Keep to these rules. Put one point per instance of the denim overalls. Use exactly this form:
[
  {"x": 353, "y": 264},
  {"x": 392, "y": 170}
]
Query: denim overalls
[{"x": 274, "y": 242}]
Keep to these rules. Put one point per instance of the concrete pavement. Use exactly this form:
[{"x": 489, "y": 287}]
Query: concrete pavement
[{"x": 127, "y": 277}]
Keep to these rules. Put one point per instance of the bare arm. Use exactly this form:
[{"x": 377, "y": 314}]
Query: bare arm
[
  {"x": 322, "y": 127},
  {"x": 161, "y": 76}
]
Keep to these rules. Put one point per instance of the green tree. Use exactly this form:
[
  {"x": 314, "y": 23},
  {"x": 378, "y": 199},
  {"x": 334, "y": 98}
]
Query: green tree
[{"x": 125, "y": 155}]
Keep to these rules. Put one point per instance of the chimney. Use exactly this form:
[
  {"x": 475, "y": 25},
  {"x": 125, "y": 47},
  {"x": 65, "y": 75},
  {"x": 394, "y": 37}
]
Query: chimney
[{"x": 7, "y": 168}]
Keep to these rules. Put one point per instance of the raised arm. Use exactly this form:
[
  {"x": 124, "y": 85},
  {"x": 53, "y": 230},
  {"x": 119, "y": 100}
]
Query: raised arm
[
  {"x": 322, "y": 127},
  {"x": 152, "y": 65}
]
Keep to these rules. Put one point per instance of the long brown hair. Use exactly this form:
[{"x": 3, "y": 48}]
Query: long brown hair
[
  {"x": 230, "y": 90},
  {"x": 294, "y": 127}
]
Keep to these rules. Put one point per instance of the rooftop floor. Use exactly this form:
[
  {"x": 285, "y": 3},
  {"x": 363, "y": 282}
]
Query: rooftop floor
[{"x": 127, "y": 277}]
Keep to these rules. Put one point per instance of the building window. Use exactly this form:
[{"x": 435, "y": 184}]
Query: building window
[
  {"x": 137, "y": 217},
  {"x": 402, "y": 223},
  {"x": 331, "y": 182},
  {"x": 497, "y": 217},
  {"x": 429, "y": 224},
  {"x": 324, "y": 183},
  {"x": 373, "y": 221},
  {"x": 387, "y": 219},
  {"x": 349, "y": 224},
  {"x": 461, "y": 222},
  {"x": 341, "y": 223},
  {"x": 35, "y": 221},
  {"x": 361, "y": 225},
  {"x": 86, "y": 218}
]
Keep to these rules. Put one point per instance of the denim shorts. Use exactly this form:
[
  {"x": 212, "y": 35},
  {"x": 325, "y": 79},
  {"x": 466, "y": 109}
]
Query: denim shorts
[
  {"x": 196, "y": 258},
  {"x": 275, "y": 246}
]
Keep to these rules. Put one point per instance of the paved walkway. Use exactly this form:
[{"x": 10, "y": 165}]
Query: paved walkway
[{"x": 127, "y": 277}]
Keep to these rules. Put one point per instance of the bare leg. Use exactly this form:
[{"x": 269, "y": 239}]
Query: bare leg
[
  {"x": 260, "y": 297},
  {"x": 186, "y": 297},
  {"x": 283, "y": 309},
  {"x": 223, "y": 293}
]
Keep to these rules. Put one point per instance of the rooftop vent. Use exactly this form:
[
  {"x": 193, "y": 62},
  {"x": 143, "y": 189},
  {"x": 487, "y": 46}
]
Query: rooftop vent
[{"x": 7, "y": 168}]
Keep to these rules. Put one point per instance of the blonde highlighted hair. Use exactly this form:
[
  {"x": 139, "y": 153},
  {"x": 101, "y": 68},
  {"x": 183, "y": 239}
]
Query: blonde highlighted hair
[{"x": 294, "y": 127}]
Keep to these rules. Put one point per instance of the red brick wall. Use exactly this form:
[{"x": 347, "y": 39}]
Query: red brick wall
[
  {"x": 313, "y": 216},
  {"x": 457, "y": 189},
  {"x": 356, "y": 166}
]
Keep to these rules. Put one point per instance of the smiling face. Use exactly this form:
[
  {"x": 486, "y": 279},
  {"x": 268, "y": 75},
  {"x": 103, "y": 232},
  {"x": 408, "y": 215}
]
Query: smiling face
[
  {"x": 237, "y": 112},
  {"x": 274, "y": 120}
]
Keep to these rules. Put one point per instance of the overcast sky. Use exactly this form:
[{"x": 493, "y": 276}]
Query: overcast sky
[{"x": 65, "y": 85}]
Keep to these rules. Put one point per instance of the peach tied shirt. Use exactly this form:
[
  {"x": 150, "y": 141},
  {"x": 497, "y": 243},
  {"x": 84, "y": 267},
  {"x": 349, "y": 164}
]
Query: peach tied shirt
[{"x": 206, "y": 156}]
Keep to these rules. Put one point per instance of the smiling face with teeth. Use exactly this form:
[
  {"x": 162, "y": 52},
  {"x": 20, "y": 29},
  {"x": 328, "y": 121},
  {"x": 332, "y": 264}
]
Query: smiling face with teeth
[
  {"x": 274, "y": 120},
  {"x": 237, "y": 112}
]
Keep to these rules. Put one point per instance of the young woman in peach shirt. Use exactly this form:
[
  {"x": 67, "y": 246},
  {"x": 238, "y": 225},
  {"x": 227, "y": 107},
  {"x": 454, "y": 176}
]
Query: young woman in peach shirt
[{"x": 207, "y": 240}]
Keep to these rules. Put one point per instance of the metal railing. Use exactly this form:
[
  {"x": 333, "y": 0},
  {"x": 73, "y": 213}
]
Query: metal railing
====================
**What to produce**
Take the material above and print all of it exactly.

**Task solution**
Keep to these rules. Put one point per instance of the denim overalls. Use exactly this form:
[
  {"x": 353, "y": 264},
  {"x": 392, "y": 170}
]
Query: denim overalls
[{"x": 274, "y": 242}]
Keep to these rules. Put one point per instance of the concrete pavement. Use exactly this form:
[{"x": 489, "y": 287}]
Query: concrete pavement
[{"x": 127, "y": 277}]
Keep to these rules. Put one point per instance of the bare arm. Use exactly this form:
[{"x": 377, "y": 314}]
Query: bare arm
[
  {"x": 322, "y": 127},
  {"x": 161, "y": 76}
]
Keep to these rules. Put one point per instance of the green tree. Use exactly this form:
[
  {"x": 314, "y": 23},
  {"x": 378, "y": 199},
  {"x": 334, "y": 98}
]
Query: green tree
[{"x": 125, "y": 155}]
Keep to these rules. Put one point per instance of the chimney. Use exactly this form:
[
  {"x": 475, "y": 25},
  {"x": 125, "y": 47},
  {"x": 65, "y": 75},
  {"x": 394, "y": 37}
]
Query: chimney
[{"x": 7, "y": 168}]
Keep to these rules. Put one point per instance of the raised arm. Use exactly this form:
[
  {"x": 124, "y": 85},
  {"x": 53, "y": 230},
  {"x": 119, "y": 100}
]
Query: raised arm
[
  {"x": 322, "y": 127},
  {"x": 152, "y": 65}
]
Keep to these rules. Put one point per instance of the long brown hair. Use exactly this form:
[{"x": 3, "y": 48}]
Query: long brown hair
[
  {"x": 230, "y": 90},
  {"x": 294, "y": 127}
]
Keep to these rules. Put one point per instance of the rooftop floor. Use exactly this form:
[
  {"x": 285, "y": 3},
  {"x": 363, "y": 282}
]
Query: rooftop floor
[{"x": 127, "y": 277}]
Keep to these rules. Put one point per instance of the building window. Use exactly this form:
[{"x": 435, "y": 184}]
Query: building window
[
  {"x": 137, "y": 217},
  {"x": 402, "y": 223},
  {"x": 331, "y": 182},
  {"x": 497, "y": 217},
  {"x": 429, "y": 224},
  {"x": 324, "y": 183},
  {"x": 373, "y": 221},
  {"x": 387, "y": 219},
  {"x": 349, "y": 224},
  {"x": 461, "y": 222},
  {"x": 341, "y": 223},
  {"x": 35, "y": 221},
  {"x": 361, "y": 225},
  {"x": 86, "y": 218}
]
Keep to these rules. Put one point per instance of the denim shorts. Use exactly this form:
[
  {"x": 212, "y": 35},
  {"x": 325, "y": 79},
  {"x": 466, "y": 109}
]
Query: denim shorts
[
  {"x": 196, "y": 258},
  {"x": 275, "y": 246}
]
Keep to these rules. Put one point per instance of the paved walkway. Use exactly this form:
[{"x": 10, "y": 165}]
Query: paved walkway
[{"x": 127, "y": 277}]
Keep to these rules. Put one point per instance of the bare leg. Use exactly this form:
[{"x": 269, "y": 239}]
Query: bare leg
[
  {"x": 260, "y": 297},
  {"x": 186, "y": 297},
  {"x": 283, "y": 309},
  {"x": 223, "y": 293}
]
Keep to these rules. Put one point per instance of the rooftop vent. Use exactly this form:
[
  {"x": 193, "y": 62},
  {"x": 143, "y": 189},
  {"x": 487, "y": 46}
]
Query: rooftop vent
[{"x": 7, "y": 168}]
Keep to these rules. Put one point per instance of the blonde highlighted hair. Use exactly this form:
[
  {"x": 139, "y": 153},
  {"x": 101, "y": 68},
  {"x": 183, "y": 239}
]
Query: blonde highlighted hair
[{"x": 294, "y": 127}]
Keep to these rules. Put one point per instance of the red brick wall. Use exactly this form:
[{"x": 347, "y": 39}]
Query: red brick wall
[
  {"x": 313, "y": 216},
  {"x": 457, "y": 189},
  {"x": 356, "y": 166}
]
Keep to these rules. Put one point per instance of the smiling face. Use exactly this form:
[
  {"x": 486, "y": 279},
  {"x": 268, "y": 75},
  {"x": 103, "y": 232},
  {"x": 408, "y": 215}
]
Query: smiling face
[
  {"x": 237, "y": 112},
  {"x": 274, "y": 120}
]
Keep to these rules. Put one point per instance of the overcast sky. Use exactly this form:
[{"x": 493, "y": 276}]
Query: overcast sky
[{"x": 65, "y": 85}]
Keep to these rules. Put one point per instance of the peach tied shirt. Use exactly this form:
[
  {"x": 150, "y": 141},
  {"x": 497, "y": 243},
  {"x": 84, "y": 267},
  {"x": 349, "y": 164}
]
Query: peach tied shirt
[{"x": 206, "y": 156}]
Keep to these rules. Put one point per instance of the smiling face with teeth. Use exactly this form:
[
  {"x": 162, "y": 52},
  {"x": 20, "y": 29},
  {"x": 328, "y": 121},
  {"x": 332, "y": 264}
]
Query: smiling face with teeth
[
  {"x": 274, "y": 120},
  {"x": 237, "y": 112}
]
Keep to these rules. Put one point per instance of the young woman in peach shirt. Use exactly this form:
[
  {"x": 67, "y": 246},
  {"x": 238, "y": 225},
  {"x": 227, "y": 107},
  {"x": 454, "y": 176}
]
Query: young woman in peach shirt
[{"x": 207, "y": 240}]
Keep to these rules. Put one point per instance of the metal railing. Use exactly this form:
[
  {"x": 333, "y": 0},
  {"x": 73, "y": 213}
]
Query: metal railing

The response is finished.